Please rewrite all of the material below, swapping every "even-odd rule" for "nonzero winding rule" and leaving everything else unchanged.

● ● ● ● ● ● ●

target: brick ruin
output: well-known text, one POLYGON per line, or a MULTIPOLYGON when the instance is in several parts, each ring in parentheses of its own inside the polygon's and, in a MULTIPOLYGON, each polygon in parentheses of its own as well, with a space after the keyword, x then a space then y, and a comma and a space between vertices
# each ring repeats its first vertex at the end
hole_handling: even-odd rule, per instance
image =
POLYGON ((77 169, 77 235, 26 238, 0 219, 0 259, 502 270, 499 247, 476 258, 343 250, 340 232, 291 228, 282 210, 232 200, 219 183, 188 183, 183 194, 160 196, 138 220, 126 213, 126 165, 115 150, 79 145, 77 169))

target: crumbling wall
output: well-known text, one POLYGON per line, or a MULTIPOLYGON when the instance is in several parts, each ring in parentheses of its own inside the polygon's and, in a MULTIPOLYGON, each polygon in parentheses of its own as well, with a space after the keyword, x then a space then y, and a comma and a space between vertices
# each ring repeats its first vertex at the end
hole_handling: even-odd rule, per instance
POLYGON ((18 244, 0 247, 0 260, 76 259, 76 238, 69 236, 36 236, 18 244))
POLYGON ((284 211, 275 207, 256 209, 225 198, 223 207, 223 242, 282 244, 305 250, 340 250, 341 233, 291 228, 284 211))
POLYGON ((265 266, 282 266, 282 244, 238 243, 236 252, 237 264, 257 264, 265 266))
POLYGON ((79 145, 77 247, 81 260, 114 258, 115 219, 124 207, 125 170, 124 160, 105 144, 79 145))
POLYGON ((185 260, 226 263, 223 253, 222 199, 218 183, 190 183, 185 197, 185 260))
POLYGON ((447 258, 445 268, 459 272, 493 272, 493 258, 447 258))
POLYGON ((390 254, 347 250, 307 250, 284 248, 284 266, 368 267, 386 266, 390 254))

● ● ● ● ● ● ●

WRITTEN SOLUTION:
target: brick ruin
output: well-known text, one POLYGON per line, or a MULTIPOLYGON when the instance is in several parts, each ring in parentheses of its own inside the polygon's and, in a MULTIPOLYGON, each polygon in parentheses of its own as well, with a space after the keyword, x then a space then y, and a comma and a space between vertices
# each ring repeats its first vertex at the end
hole_handling: nonzero winding rule, per instance
image =
POLYGON ((77 169, 77 235, 26 238, 0 219, 0 259, 502 270, 499 247, 476 258, 343 250, 340 232, 291 228, 282 210, 232 200, 219 183, 188 183, 183 194, 160 196, 138 220, 126 213, 126 165, 115 150, 79 145, 77 169))

target: crumbling wall
output: well-known text, one POLYGON per line, or a MULTIPOLYGON when the instance is in several parts, each ring in parentheses of its own inside the polygon's and, in a MULTIPOLYGON, each polygon in parentheses of its own as well, with a space after the keyword, x then a space then y, and a comma and a space between vertices
# each ring repeats its first vertex at the end
hole_handling: nonzero winding rule, per instance
POLYGON ((18 244, 0 247, 0 260, 76 259, 76 238, 69 236, 36 236, 18 244))
POLYGON ((284 211, 275 207, 256 209, 225 198, 223 207, 223 242, 282 244, 305 250, 340 250, 341 233, 291 228, 284 211))
POLYGON ((265 266, 282 266, 282 244, 238 243, 236 252, 237 264, 257 264, 265 266))
POLYGON ((79 145, 77 247, 81 260, 114 258, 115 219, 124 207, 125 170, 124 160, 105 144, 79 145))
POLYGON ((185 260, 226 263, 223 253, 222 199, 218 183, 190 183, 185 197, 185 260))
POLYGON ((447 258, 445 268, 459 272, 493 272, 493 258, 447 258))
POLYGON ((390 254, 347 250, 307 250, 284 248, 284 266, 368 267, 386 266, 390 254))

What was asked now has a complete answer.